◆ REQUIRED WORK: Recast the material below as a Markdown table with the columns Row and Text. Include only the lines from the line with "Put a marker on each instance of the wooden deck" up to and including the line with "[(129, 224)]", give each line its own numbered row, and leave out blank lines.

◆ RECORDS SUPPLIED:

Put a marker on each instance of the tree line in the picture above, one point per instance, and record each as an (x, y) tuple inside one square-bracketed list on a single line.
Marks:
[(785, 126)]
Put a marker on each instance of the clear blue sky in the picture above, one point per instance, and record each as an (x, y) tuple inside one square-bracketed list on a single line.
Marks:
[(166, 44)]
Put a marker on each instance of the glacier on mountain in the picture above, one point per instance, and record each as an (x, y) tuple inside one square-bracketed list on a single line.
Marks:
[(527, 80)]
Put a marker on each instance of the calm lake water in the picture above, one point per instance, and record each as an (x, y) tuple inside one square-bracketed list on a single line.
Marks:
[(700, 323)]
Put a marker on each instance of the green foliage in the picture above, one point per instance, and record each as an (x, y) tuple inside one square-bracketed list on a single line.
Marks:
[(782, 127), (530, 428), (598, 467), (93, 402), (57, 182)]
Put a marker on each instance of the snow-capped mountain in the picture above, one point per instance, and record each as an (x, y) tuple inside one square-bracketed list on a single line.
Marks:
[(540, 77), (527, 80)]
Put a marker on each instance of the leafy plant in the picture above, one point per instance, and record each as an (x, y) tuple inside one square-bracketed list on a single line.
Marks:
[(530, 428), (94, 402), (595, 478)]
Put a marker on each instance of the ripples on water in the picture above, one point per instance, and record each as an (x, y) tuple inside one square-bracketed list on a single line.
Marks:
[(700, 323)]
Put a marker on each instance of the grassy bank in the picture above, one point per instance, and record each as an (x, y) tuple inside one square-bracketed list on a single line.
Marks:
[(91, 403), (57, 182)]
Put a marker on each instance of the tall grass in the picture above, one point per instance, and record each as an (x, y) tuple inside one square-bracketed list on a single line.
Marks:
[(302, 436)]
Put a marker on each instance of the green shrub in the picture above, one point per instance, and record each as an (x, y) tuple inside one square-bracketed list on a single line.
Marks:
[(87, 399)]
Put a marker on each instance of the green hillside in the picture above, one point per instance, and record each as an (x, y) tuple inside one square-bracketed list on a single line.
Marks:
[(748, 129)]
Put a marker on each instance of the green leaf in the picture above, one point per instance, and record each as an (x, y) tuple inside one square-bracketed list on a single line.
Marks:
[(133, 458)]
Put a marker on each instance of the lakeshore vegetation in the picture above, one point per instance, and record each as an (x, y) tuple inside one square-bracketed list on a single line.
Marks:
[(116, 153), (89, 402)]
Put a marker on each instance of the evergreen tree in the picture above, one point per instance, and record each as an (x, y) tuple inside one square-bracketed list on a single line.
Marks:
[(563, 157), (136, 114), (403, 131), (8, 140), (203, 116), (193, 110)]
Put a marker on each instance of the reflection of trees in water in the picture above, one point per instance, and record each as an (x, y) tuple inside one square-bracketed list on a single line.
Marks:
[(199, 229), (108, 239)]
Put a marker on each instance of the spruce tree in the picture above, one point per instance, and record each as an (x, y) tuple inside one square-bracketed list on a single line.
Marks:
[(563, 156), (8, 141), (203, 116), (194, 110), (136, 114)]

---

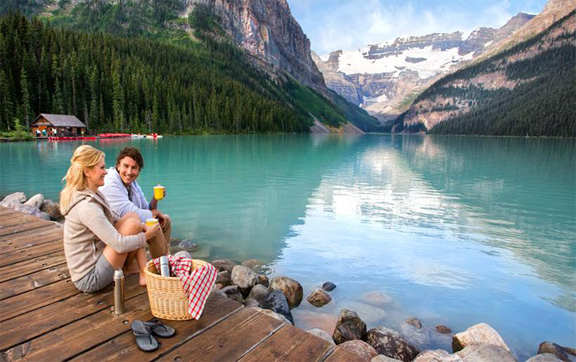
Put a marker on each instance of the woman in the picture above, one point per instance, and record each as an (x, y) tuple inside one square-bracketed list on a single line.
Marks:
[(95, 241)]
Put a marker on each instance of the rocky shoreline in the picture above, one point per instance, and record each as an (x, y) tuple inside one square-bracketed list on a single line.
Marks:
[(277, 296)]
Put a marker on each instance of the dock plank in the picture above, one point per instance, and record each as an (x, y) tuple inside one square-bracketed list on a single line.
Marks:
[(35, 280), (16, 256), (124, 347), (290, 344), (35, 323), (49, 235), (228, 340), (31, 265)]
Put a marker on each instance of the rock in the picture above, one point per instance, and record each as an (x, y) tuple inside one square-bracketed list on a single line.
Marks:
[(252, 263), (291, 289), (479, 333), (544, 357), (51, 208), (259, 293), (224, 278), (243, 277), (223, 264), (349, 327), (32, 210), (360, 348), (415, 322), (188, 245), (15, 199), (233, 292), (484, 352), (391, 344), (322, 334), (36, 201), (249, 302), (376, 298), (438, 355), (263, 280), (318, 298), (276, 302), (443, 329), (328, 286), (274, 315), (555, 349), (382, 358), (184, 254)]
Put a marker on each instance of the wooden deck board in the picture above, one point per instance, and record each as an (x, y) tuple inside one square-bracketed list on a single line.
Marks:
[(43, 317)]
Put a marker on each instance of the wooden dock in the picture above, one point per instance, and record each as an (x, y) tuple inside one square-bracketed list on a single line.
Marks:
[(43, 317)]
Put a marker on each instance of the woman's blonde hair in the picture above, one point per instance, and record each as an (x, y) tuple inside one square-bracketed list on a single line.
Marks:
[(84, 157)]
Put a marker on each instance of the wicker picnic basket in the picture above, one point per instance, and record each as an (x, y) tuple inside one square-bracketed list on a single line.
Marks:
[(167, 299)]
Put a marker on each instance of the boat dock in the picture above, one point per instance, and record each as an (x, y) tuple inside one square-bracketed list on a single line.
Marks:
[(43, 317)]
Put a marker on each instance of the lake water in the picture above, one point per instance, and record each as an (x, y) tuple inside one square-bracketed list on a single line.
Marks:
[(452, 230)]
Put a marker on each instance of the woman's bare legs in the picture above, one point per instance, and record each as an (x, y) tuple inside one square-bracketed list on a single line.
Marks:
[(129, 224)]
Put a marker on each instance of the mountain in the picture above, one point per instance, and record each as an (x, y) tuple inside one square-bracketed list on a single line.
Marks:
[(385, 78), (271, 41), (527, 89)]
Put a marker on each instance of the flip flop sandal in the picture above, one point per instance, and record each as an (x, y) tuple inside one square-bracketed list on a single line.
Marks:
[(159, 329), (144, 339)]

◆ SOLUTION TO THIS PROBLEM:
| Row | Text |
|---|---|
| 1 | Put a marker on each instance of the wooden deck board in the picture above, one point per instance, and record each as an (x, y) tuple inside one square-bracketed list on a single line. |
| 2 | Marks: |
| 3 | [(43, 317)] |
| 4 | Put a marker on each instance of the wooden dock in the picture above, one point per instance, and record each as an (x, y) tuple inside one square-bracketed list on a single line. |
| 5 | Marks: |
| 6 | [(43, 317)] |
| 7 | Put a marker on each instance of the woman's blonde hair in the picture above, one point per instance, and record each as an (x, y) tuple inside one square-bracketed list on a single line. |
| 8 | Marks: |
| 9 | [(84, 157)] |
| 10 | Put a marker on each instance of the wicker picnic basket in the picture above, one point per instance, and record each as an (x, y) tuple inside one square-bracketed list on a single line. |
| 11 | Marks: |
| 12 | [(167, 299)] |
| 13 | Put a marker on each instance of the boat dock in the picture above, one point per instance, and record each as an (x, y) tuple inside one square-bracketed list on a single line. |
| 14 | Marks: |
| 15 | [(43, 317)] |
| 16 | Put a marker on each instance of the lake water in the picture above, one point per instance, and record each as an (x, y) tuple inside one square-bracketed list on a single line. |
| 17 | Marks: |
| 18 | [(452, 230)] |
| 19 | Put a marker on each instance of the woman's bare legs in the picture above, one point per instance, and record each as an (x, y) tuple inside one square-bracketed list on a single line. |
| 20 | Marks: |
| 21 | [(129, 224)] |